• **Problem to work on**
Copy every line of the data exactly, keeping out any picture.
════════════════════
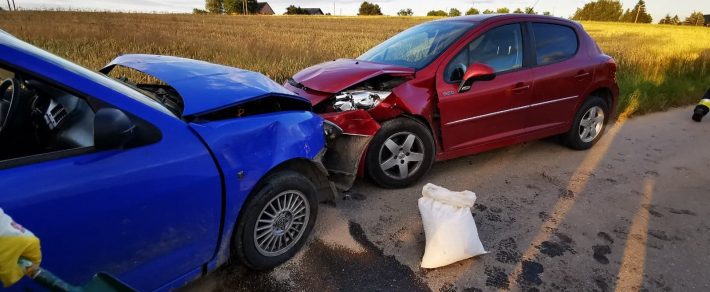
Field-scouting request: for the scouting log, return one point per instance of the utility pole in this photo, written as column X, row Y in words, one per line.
column 638, row 11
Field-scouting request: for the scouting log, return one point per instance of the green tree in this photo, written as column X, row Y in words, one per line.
column 405, row 12
column 666, row 20
column 600, row 10
column 472, row 11
column 367, row 8
column 696, row 18
column 436, row 13
column 214, row 6
column 638, row 14
column 454, row 12
column 676, row 20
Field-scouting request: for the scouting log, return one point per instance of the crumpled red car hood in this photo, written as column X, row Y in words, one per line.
column 334, row 76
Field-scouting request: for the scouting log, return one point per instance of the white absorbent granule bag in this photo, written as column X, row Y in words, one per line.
column 449, row 228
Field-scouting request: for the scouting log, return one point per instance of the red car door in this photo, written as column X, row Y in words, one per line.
column 491, row 111
column 562, row 72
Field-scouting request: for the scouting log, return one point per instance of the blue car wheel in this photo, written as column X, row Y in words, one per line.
column 277, row 221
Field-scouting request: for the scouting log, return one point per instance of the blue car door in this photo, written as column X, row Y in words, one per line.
column 148, row 214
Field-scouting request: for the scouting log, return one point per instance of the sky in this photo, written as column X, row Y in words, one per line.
column 563, row 8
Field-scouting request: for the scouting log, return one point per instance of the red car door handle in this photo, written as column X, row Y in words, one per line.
column 519, row 88
column 581, row 75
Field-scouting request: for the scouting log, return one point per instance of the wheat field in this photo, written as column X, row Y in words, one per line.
column 659, row 66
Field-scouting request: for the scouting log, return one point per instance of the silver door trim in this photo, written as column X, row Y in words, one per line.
column 509, row 110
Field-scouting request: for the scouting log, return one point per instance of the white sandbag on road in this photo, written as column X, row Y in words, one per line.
column 450, row 231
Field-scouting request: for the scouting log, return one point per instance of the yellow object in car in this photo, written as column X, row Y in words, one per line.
column 16, row 242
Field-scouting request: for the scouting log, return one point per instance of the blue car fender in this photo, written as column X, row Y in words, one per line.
column 248, row 148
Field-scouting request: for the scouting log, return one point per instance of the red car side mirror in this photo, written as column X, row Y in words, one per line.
column 476, row 72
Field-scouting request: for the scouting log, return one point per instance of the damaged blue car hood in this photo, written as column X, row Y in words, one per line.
column 204, row 86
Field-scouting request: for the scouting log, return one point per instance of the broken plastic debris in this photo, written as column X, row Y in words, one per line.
column 450, row 230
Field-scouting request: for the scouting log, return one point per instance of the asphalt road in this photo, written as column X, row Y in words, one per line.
column 628, row 215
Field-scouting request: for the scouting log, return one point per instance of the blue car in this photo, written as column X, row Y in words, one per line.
column 160, row 175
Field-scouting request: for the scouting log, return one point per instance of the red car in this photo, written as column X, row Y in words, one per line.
column 458, row 86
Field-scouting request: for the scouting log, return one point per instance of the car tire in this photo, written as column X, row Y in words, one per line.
column 277, row 220
column 401, row 153
column 589, row 124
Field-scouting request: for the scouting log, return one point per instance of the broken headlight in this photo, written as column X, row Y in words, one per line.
column 359, row 99
column 331, row 131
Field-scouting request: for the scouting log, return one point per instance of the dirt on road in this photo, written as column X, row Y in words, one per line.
column 630, row 214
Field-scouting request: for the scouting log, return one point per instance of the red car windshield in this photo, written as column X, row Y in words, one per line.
column 418, row 46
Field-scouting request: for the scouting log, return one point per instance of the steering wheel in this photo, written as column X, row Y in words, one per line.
column 10, row 90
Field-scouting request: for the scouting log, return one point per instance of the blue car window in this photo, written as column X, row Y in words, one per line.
column 98, row 78
column 39, row 118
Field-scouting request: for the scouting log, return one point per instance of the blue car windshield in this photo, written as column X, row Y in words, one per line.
column 418, row 46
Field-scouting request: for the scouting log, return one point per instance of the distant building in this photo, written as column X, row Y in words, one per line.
column 314, row 11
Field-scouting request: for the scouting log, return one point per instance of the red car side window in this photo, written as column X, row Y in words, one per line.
column 501, row 48
column 554, row 43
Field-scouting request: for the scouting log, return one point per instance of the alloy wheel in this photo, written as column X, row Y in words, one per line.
column 591, row 124
column 281, row 223
column 401, row 155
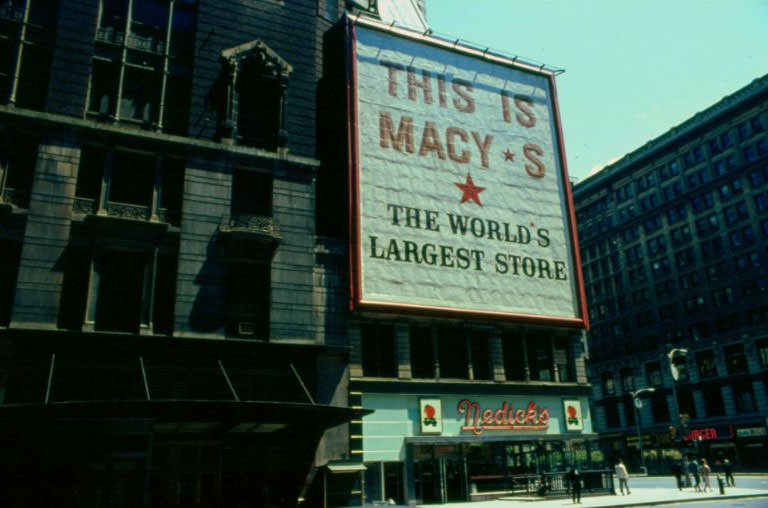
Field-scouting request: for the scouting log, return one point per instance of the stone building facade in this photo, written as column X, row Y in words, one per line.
column 673, row 240
column 174, row 280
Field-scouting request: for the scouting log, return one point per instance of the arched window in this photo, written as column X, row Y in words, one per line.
column 252, row 110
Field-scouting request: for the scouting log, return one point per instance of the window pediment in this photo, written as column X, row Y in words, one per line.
column 259, row 55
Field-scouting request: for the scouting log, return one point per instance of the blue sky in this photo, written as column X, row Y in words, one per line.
column 634, row 68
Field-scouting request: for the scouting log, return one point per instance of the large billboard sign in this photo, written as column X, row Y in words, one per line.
column 460, row 201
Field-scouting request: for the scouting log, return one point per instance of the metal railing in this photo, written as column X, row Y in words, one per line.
column 544, row 484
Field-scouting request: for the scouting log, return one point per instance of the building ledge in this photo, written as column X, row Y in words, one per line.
column 147, row 138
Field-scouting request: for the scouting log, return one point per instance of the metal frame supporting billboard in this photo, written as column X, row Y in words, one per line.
column 460, row 202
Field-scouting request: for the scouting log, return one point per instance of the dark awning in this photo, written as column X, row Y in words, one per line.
column 237, row 414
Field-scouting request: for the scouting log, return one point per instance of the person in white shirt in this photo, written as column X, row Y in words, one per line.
column 623, row 476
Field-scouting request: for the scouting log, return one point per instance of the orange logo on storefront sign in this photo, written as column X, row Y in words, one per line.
column 429, row 416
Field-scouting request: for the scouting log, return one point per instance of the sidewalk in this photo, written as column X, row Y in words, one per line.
column 639, row 497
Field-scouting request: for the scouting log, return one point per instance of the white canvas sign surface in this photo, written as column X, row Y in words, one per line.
column 460, row 195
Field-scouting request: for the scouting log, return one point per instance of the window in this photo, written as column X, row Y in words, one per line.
column 612, row 415
column 707, row 224
column 653, row 373
column 481, row 357
column 702, row 202
column 378, row 350
column 251, row 109
column 248, row 299
column 26, row 50
column 735, row 359
column 659, row 408
column 141, row 73
column 514, row 357
column 762, row 352
column 684, row 257
column 18, row 156
column 120, row 281
column 681, row 235
column 251, row 193
column 10, row 255
column 137, row 185
column 652, row 224
column 129, row 290
column 629, row 412
column 713, row 402
column 744, row 397
column 761, row 202
column 609, row 387
column 452, row 353
column 685, row 402
column 676, row 213
column 562, row 356
column 705, row 362
column 627, row 380
column 540, row 358
column 422, row 353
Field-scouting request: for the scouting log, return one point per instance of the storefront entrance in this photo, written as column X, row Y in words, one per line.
column 440, row 473
column 472, row 470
════════════════════
• **Response for this exercise**
Field-scouting request: for the scouting log, return one point per instance of the utility pole in this photo, written as column X, row Y in words, one per line.
column 638, row 11
Field-scouting request: for the scouting log, return one point per instance of the green tree in this photo, written as column X, row Y in words, one per line.
column 405, row 12
column 666, row 20
column 600, row 10
column 472, row 11
column 367, row 8
column 696, row 18
column 436, row 13
column 214, row 6
column 638, row 14
column 454, row 12
column 676, row 20
Field-scouting request: for the scouting log, return one point per instance of the crumpled red car hood in this photo, written as column X, row Y in words, one per line.
column 334, row 76
Field-scouting request: for the scouting log, return one point per instance of the white absorbent granule bag in this photo, written as column X, row Y in words, one per line.
column 449, row 228
Field-scouting request: for the scouting log, return one point per instance of the red car door in this photo, written as column X, row Y in words, one per line.
column 491, row 111
column 562, row 72
Field-scouting request: for the scouting log, return one point per instance of the blue car wheel in this photo, written as column X, row Y in words, one per line.
column 277, row 221
Field-scouting request: for the scouting log, return one point per instance of the blue car door in this photo, written as column X, row Y in words, one per line.
column 148, row 214
Field-scouting request: for the scouting log, return one point per instance of the sky in this photo, written as column X, row Y in words, one per line.
column 563, row 8
Field-scouting request: for the scouting log, return one point per instance of the red car door handle in this photo, written as column X, row Y in words, one per line.
column 519, row 88
column 581, row 75
Field-scouting request: for the scouting log, return one point per instance of the wheat field in this photo, written as column X, row Y in words, one per line.
column 659, row 66
Field-scouting request: for the scouting log, return one point per instance of the silver door trim in this photo, written as column X, row Y in words, one per line.
column 509, row 110
Field-scouting request: for the scouting log, return one point per instance of the white sandbag on road in this photo, written as column X, row Y in words, one per line.
column 450, row 231
Field-scouting request: for the scouting log, return one point per instance of the yellow object in car in this photo, written as column X, row Y in words, one per line.
column 16, row 242
Field-scouting request: for the scouting log, return one point per instance of the blue car fender in this photo, written as column X, row Y in words, one per line.
column 248, row 148
Field-scouting request: for the scouting log, return one point per instance of the red car side mirror in this photo, written as column X, row Y in words, one per line.
column 476, row 72
Field-scouting request: for the scouting log, return one point per instance of the damaged blue car hood in this photo, written as column X, row Y in words, one per line.
column 204, row 86
Field-scouting request: for the scouting log, return one point per instance of the broken plastic debris in this photo, written as column X, row Y in words, one per line.
column 450, row 230
Field-scouting request: for the scouting log, return one point per instance of the asphalt road in this photo, written as column X, row Y in words, one per line.
column 628, row 215
Field-scouting request: for the scouting log, return one point per instance of the blue car in this photo, written as column X, row Y in words, one per line.
column 160, row 175
Field-scouting request: for the scouting log, return one point per instance of the red car in this photo, written as column X, row Y in words, one per line.
column 458, row 86
Field-scouting request: for the scouting log, return one point per instance of the car tire in this photo, written as column X, row Y in words, one per line.
column 277, row 220
column 401, row 153
column 589, row 124
Field-scouting request: for the scouting log, return one point per instance of the broken headlight in this photo, written as column X, row Y in words, one per line.
column 359, row 99
column 331, row 131
Field-scouting request: for the scouting log, return one point per instance of the dirt on road in this photo, written as column X, row Y in words, one per line.
column 630, row 214
Field-scouting request: for the scouting log, return one point per instance of the red car windshield in this photo, written as column X, row Y in words, one per line.
column 418, row 46
Field-scouting request: for the scouting log, return one point per instance of the steering wheel in this photo, written as column X, row Y in words, one per line.
column 10, row 90
Field-scouting request: for the scouting log, return one point per instance of the blue car window in this photo, written as column X, row Y in words, one per line.
column 98, row 78
column 39, row 118
Field-scouting request: for the scouting log, return one point per instance of the blue car windshield in this photo, written as column X, row Y in words, one per line.
column 418, row 46
Field-scouting request: for the scouting log, return one point per instance of the distant building in this photo, written as column X, row Y in words, one per line.
column 314, row 11
Field-scouting request: for the scouting log, return one point per instance of the red car side window in this photo, written as column X, row Y in words, one per line.
column 501, row 48
column 554, row 43
Field-scouting request: for the scouting log, return one point per instance of the alloy wheel in this photo, written as column X, row Y in words, one per line.
column 591, row 124
column 281, row 223
column 401, row 155
Field-scouting request: for the scouting log, return one point per instance of the stone building facade in this photo, written as column X, row Y in words, one per line.
column 673, row 240
column 174, row 280
Field-scouting request: for the scouting log, return one point per instance of the arched window in this photo, written as column X, row Y in words, one per line.
column 252, row 110
Field-scouting request: for the scouting log, return one point per instance of the window pediment in this photo, written as column X, row Y in words, one per line.
column 259, row 55
Field-scouting request: for the scouting log, return one point per instance of the blue sky in this photo, written as column X, row Y in words, one per line.
column 634, row 68
Field-scouting request: for the scouting log, return one point per instance of the large billboard sign in this photo, written as column X, row Y in words, one per line.
column 460, row 201
Field-scouting request: for the scouting log, return one point per instance of the metal railing in this photo, written as column X, row Y in words, one per line.
column 544, row 484
Field-scouting request: for the scouting log, return one point per instance of the building ledge in this photo, written as column X, row Y in words, one per line.
column 147, row 138
Field-scouting request: for the scouting log, return one point per instance of the metal frame supporting billboard in this photo, written as column X, row Y in words, one per line.
column 460, row 202
Field-scouting request: for the scouting log, return one point per instance of the dark awning in this photo, written as column X, row Y in words, one per line.
column 237, row 414
Field-scouting request: for the scouting log, return one point per instance of the person in white shirt in this photo, written as column X, row Y in words, one per line.
column 623, row 476
Field-scouting request: for the scouting log, return one point per instance of the orange logo on storefront sign in this photo, written as column X, row Y in words, one per line.
column 429, row 416
Field-scouting request: for the scouting log, return one point per instance of the sidewalk in this photo, written as column X, row Y in words, one per line.
column 639, row 497
Field-scouting request: for the scouting log, return one point per instance of the white canvas sign surface in this photo, written as column X, row Y in words, one per line.
column 460, row 195
Field-scouting request: for the scouting log, return one point per instance of the window in this photo, written as column X, row Y in words, one per line.
column 612, row 415
column 707, row 224
column 653, row 373
column 481, row 357
column 702, row 202
column 378, row 350
column 251, row 109
column 248, row 299
column 26, row 50
column 735, row 359
column 659, row 408
column 141, row 73
column 514, row 357
column 762, row 352
column 684, row 257
column 18, row 156
column 120, row 281
column 681, row 235
column 251, row 193
column 10, row 255
column 137, row 185
column 652, row 224
column 129, row 290
column 629, row 412
column 713, row 402
column 744, row 397
column 761, row 202
column 609, row 387
column 452, row 353
column 685, row 402
column 676, row 213
column 562, row 356
column 705, row 362
column 627, row 380
column 540, row 358
column 422, row 353
Field-scouting request: for the scouting log, return one point per instance of the storefront entrance in this photo, written as column X, row Y in words, one per line.
column 440, row 473
column 472, row 470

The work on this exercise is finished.